Document:
Pubdate: Tue, 21 December 1999
Source: Tampa Tribune (FL)
Copyright: 1999, The Tribune Co.
Contact:  http://www.tampatrib.com/
Forum: http://tampabayonline.net/interact/welcome.htm
Author: Doug Stanley of the Tribune
 
DRUG WARS PROMPT `TESTI-LYING'

In the war on drugs, many on the law enforcement side see lies as
legitimate weapons, a former prosecutor and defense attorney says.

A state trooper's admission that he and others routinely misled judges
about the circumstances surrounding highway drug busts angered a
federal magistrate in Tampa last week.

But it shouldn't have surprised her.

From Florida to California, officers have been caught telling
fractured versions of the truth.

It's most common in drug cases, researchers say, in which a tremendous
political and societal pressure to stop illicit drug sales fosters an
atmosphere in which lying is justified.

David J. Langum, a law professor at Samford University in Birmingham,
Ala., says law enforcement officers have a long tradition of lying
under oath.

``They have a word for it: `testi-lying,' '' he said.

Sometimes officers lie by omission - failing to mention, for example,
that a tip was behind a traffic stop that led to an arrest.

Less frequently, officers lie outright, spinning tales of undercover
drug buys that never happened in order to persuade judges to grant
search warrants or planting evidence and later lying about it in court.

Trooper Douglas Strickland stunned a Tampa courtroom Dec. 7 when he
testified he and other state troopers routinely filed incomplete
reports and misled judges to keep FBI investigations quiet and protect
agents and informants.

Maj. Ken Howes, a Florida Highway Patrol spokesman in Tallahassee,
defends Strickland and acknowledges that troopers sometimes omit facts.

``When we're called upon either by the FBI or the DEA or Customs or
any federal law enforcement agency to assist them in an investigation,
we're going to cooperate. There's a big difference between lying and
omitting certain information,'' Howes said. ``We're just trying to get
the bad guys in jail and stop the flow of illegal drugs on our highways.''

Strickland's bombshell prompted U.S. Magistrate Elizabeth Jenkins to
rip into the highway patrol, FBI and federal prosecutors last week,
calling their conduct ``reprehensible.''

But it certainly isn't unprecedented.

Last year, federal public defenders in Sacramento accused the
California Highway Patrol of systematically hiding evidence from
defendants and their attorneys in drug cases.

THEY POINTED TO A section of the highway patrol manual that advises
officers how to conduct ``whisper stops'' to make drug arrests.

In cases in which another law enforcement agency has given the
California patrol a tip that a driver might be carrying drugs,
officers should find a reason to stop the vehicle and search it.

When such stops result in drug arrests, the manual advised, California
officers should tell only the prosecutor and, if necessary, the judge
about the tip that led to the stop.

Quin Denvir, the federal defender for the Eastern District of
California in Sacramento, says officers felt justified in part because
they weren't telling outright lies.

``Their hope out here was they'd never be asked the question that
would force them to lie,'' he said. ``It was the ends justifying the
means.''

Laurie Shanks, a professor at the Albany Law School at Union
University in New York, has seen criminal cases from both sides. She
worked briefly as a prosecutor and for nearly 20 years as a defense
attorney.

Given instruction A:
Answer these questions using the drug-war article above:
(i) At which university is David J. Langum a law professor?
(ii) On what date did Trooper Douglas Strickland testify in a Tampa courtroom?
(iii) For roughly how long did Laurie Shanks work as a defense attorney?
Given instruction B: Carry the drug-war article above forward, beginning right after its final sentence.
The entries placed after this sentence are not needed.

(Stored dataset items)
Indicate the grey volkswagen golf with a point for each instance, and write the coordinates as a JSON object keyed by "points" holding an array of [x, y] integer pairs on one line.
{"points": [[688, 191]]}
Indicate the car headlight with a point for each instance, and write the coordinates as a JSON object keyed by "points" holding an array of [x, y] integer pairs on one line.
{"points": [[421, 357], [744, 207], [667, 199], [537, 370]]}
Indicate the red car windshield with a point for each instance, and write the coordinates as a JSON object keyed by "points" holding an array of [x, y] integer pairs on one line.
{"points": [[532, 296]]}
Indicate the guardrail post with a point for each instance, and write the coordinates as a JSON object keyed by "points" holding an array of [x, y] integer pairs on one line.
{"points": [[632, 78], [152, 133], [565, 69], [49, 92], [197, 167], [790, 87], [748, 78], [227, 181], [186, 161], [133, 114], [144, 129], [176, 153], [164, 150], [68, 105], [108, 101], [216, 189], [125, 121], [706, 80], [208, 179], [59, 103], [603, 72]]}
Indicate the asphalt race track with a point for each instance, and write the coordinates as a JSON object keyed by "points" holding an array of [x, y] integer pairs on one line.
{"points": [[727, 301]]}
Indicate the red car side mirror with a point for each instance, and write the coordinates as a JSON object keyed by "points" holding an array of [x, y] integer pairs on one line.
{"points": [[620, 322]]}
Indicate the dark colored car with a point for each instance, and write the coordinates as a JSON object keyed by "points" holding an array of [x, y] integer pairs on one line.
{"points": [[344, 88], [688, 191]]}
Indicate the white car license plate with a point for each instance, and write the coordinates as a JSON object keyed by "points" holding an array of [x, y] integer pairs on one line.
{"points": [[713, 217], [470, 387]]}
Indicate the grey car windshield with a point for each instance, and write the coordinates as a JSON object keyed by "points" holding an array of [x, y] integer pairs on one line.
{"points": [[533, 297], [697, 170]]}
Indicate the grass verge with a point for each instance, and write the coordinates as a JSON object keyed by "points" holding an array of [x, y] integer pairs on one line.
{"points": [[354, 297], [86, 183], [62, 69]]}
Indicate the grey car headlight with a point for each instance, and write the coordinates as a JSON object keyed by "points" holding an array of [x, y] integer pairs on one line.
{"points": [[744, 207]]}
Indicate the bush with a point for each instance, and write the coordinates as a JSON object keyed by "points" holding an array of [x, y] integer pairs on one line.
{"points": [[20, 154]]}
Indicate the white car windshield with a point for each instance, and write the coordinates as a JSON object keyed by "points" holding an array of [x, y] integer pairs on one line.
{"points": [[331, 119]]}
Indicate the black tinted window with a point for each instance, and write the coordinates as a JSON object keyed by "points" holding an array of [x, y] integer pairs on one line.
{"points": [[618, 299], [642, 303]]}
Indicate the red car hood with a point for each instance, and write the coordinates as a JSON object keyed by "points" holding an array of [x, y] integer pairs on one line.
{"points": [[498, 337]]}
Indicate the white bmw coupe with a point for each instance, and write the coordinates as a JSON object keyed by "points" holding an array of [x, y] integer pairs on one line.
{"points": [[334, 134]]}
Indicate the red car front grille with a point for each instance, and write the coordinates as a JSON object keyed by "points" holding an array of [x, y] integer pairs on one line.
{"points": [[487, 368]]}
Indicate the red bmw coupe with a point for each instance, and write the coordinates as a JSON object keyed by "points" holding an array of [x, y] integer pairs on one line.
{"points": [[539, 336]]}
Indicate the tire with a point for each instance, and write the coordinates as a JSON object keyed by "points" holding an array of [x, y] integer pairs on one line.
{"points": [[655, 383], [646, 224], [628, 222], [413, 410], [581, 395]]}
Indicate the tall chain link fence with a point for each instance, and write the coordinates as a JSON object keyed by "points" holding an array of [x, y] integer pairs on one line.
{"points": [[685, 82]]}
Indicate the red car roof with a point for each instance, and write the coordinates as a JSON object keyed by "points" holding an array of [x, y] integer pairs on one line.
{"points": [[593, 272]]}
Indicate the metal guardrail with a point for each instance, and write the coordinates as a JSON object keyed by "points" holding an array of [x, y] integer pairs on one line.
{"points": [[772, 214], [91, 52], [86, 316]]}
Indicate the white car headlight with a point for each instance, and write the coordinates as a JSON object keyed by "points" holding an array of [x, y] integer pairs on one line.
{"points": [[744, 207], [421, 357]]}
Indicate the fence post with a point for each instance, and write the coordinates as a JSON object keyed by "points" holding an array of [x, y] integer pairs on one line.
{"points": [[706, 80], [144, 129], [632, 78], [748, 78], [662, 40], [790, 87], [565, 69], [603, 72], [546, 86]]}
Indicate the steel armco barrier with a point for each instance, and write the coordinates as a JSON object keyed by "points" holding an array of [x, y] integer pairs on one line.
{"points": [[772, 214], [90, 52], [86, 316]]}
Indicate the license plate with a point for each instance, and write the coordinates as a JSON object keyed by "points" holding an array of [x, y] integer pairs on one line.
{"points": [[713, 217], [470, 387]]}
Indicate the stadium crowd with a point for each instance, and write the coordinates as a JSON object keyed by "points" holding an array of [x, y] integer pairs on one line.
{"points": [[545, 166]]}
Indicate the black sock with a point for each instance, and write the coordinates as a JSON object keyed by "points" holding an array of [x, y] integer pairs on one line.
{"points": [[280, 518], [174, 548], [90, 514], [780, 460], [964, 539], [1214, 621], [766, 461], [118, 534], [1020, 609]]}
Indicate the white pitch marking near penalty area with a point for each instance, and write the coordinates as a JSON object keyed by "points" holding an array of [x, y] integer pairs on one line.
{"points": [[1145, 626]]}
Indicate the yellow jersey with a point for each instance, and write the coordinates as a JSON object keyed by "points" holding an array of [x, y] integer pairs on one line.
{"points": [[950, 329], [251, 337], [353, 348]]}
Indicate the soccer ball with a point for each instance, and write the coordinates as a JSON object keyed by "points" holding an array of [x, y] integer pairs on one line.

Expected answer A:
(i) Samford University in Birmingham, Ala.
(ii) Dec. 7
(iii) Nearly 20 years

Expected answer B:
``When you start calling [it] a `war' on drugs,'' Shanks said, ``the
`soldiers' see themselves as the guys in the white hats, the only guys
in the white hats, who are single-handedly preventing bad guys from
taking over our world.

``They have been told that it is OK to lie to the bad guys, and have
learned it is also OK to lie to judges, prosecutors, defense attorneys
and anyone else who will stand in the way of convictions,'' Shanks
continued.

``Very few prosecutors, judges or politicians will stop this
widespread deceit for fear of being [labeled] soft on crime.''

SOME ATTORNEYS and law professors believe Trooper Strickland's
statements may jeopardize hundreds of drug convictions.

The controversy stems from the May 19, 1998, arrest of Orlando
motorist Michael Leonard Flynn, 40, on Interstate 4 near Lakeland.

Strickland suggested afterward in a sworn affidavit that he found 220
pounds of cocaine while trying to help Flynn, whose car had stalled.
Strickland said he grew suspicious because Flynn refused to let him
open the trunk, so he called in a drug-sniffing dog.

What Strickland didn't say was that he already knew the cocaine was in
the car, which had been deliberately disabled by a remote-controlled
device planted by the FBI. It was a reverse sting operation, and the
trooper had watched agents load the drugs earlier in the day.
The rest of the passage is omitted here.